▸ SET PROBLEM:
Update the items below from the line containing "pink hooded jacket." through the end of the items, changing "black quilted coat" to "dark padded coat" and keeping everything else the same.

Entries pointing to named objects
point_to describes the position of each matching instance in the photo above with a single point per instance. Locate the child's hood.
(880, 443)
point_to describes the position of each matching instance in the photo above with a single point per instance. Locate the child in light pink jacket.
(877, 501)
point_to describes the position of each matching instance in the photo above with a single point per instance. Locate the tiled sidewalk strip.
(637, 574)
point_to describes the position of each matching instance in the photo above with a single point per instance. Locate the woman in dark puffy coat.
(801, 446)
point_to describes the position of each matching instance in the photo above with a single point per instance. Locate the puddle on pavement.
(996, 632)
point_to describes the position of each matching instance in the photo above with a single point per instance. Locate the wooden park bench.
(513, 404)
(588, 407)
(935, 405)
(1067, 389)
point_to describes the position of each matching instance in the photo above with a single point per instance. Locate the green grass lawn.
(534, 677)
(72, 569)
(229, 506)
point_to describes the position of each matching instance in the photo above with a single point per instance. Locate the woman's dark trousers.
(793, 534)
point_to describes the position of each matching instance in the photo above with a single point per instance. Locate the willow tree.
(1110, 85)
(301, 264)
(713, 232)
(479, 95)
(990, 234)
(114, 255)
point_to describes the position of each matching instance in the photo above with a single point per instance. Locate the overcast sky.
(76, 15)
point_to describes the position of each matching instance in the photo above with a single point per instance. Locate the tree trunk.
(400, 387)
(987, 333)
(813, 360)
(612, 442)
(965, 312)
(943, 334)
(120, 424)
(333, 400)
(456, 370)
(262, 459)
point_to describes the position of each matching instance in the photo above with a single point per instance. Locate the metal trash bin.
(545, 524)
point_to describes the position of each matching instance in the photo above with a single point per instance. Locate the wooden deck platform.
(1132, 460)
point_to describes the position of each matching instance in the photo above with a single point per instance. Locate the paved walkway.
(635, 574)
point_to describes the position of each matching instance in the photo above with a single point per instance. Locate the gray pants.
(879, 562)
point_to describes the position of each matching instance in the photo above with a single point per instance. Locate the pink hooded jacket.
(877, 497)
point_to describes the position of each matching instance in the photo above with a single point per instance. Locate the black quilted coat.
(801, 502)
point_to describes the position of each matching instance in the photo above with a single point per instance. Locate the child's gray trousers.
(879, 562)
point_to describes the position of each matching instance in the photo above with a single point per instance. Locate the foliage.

▸ EXERCISE SOLUTION:
point_to describes the position of each matching instance in the photo above with a single point per instance. Locate the pink hooded jacket.
(877, 497)
point_to describes the position of each matching instance in the photo above with a single point per instance. Locate the dark padded coat.
(801, 502)
point_to describes the position of each matching instance in the photo above with a single point per instance. Locate the child's gray trousers.
(879, 562)
point_to describes the position of each matching instance in the photo above with a single point per instance. Locate the foliage.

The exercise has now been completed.